• **LIST OF TASKS**
**1.** Answer these questions using the article on prayer and healing:
(a) How old was Thompson when she was diagnosed with cancer?
(b) How many daughters was she raising?
(c) What job does she hold now, and where?
**2.** Please pick up the article on prayer and healing after its last sentence and continue it.

[[ TEXT PASSAGE, beginning ]]

The Power of Prayer
December 2008
by Molly Ginty
Lyn Thompson felt that God was her best hope.
At age 39, Thompson was widowed and raising her four daughters alone when she was diagnosed with stage III breast cancer, which has a 50 percent survival rate. How could she afford treatment on the salary she earned as a teacher? How could she endure a double mastectomy and chemotherapy while struggling to support her young family?
So Thompson prayed.
“God’s answers came in response,” says Thompson. “When I had only $2,000 left, I prayed for financial help and received $1,000 in the mail anonymously and another $1,000 as a gift from a student’s family. When cancer left me feeling beaten down, I rested in my faith and listened to God’s voice, which assured me I would survive.”
Two decades later, Thompson is cancer free and working as a spiritual outreach coordinator at Tulsa’s Cancer Treatment Center, one of a growing number of health care facilities that are relying on prayer and faith to help speed their patients’ recovery.

[[ TEXT PASSAGE, end ]]
[[ SOURCE MATERIAL, beginning ]]

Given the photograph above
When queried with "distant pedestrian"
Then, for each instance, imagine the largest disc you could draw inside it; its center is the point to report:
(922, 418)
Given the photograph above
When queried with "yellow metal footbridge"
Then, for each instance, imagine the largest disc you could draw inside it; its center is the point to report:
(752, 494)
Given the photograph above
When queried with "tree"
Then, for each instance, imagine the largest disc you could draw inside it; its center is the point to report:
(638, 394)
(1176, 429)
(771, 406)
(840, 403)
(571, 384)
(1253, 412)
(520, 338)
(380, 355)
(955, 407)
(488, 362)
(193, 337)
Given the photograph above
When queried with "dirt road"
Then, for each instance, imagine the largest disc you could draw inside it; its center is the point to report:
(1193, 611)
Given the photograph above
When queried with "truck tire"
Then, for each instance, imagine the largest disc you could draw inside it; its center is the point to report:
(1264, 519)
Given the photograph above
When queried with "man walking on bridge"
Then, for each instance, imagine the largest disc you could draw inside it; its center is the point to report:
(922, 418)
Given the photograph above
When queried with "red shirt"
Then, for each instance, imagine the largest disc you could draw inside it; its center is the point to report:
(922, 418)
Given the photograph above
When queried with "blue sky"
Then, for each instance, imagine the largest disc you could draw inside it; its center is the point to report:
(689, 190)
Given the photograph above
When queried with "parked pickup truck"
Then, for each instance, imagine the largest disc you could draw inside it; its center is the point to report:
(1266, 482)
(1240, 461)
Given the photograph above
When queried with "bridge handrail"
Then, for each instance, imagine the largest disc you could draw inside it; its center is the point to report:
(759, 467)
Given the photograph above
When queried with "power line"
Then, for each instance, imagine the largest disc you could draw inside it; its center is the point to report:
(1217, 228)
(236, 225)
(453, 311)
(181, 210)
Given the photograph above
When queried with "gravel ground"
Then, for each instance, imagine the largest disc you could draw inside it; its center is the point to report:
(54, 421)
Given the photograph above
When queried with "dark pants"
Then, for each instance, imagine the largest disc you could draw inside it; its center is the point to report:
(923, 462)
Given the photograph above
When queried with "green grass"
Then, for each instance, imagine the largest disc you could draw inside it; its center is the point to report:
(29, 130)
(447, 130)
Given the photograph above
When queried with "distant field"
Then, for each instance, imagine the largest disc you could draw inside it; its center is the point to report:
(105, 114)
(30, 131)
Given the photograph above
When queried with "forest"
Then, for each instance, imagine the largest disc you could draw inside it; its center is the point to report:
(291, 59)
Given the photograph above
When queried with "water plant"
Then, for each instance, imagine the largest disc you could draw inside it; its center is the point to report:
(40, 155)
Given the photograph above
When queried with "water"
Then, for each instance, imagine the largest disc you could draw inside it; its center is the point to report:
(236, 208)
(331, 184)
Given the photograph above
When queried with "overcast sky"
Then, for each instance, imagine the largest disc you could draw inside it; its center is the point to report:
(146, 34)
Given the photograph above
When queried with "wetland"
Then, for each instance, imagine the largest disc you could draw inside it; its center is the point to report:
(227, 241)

[[ SOURCE MATERIAL, end ]]

• **RESULTS IN ORDER**
**1.**
(a) 39
(b) Four
(c) Spiritual outreach coordinator at Tulsa's Cancer Treatment Center

**2.**
In Jeremiah 30:17, God says, “I will restore health to you.” And in recent years, new research has backed up this pledge. Studies show that prayer can ease mental illness, improve patients’ quality of life, and help them cope more effectively with illness. Surveys show that most patients rely on prayer, and 80 percent feel better after “spiritual healing.”
From Lazarus to the lepers, the Bible abounds with stories of healing. And from the pilgrims who flock to Lourdes, France, to the Christian Scientists who say that God heals them without medicine, the modern-day world abounds with such stories, too.
In Anchorage, Alaska, a 43-year-old woman with stage III lung cancer read her Bible daily and was cured despite having just a 7 percent chance of survival. In Sanford, North Carolina, a 16-year-old girl with severe anorexia heard God speak to her in her room one evening—and felt her obsession with weight disappear. In Wilmington, Delaware, a 55-year-old social worker lost seven family members over the course of two years, developing depression and bleeding ulcers as she grieved these deaths. When she began to pray regularly, both her physical and mental ailments eased.
Just as in these stories, a growing body of research links spirituality to health and healing.
In 1997, an American Journal of Public Health study found that subjects who attended religious services regularly lived an average 10 years longer than those who did not. In 2005, Lancet research showed that heart surgery patients had 50 to 100 percent fewer health complications if others prayed for them.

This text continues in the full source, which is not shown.